#### Your objective:
Pick out every line in the material below that contains the word "wispy" and copy each one in full. Matches must have the same capitalization.

#### Input records:
########
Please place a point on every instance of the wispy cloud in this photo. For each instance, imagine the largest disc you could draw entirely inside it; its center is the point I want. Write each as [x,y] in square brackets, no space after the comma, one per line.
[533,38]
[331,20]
########
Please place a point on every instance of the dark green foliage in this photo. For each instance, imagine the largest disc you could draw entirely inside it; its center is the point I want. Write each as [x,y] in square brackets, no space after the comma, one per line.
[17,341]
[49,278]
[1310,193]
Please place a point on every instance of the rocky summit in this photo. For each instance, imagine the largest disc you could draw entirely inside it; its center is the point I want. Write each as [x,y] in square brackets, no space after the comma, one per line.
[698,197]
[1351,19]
########
#### Task answer:
Please place a point on every instance of the wispy cloud in this photo. For each instance, imagine the largest disc you could draw entirely inside it; its center is the point I want. Write each as [x,y] in square brackets, no space after the comma, one per line.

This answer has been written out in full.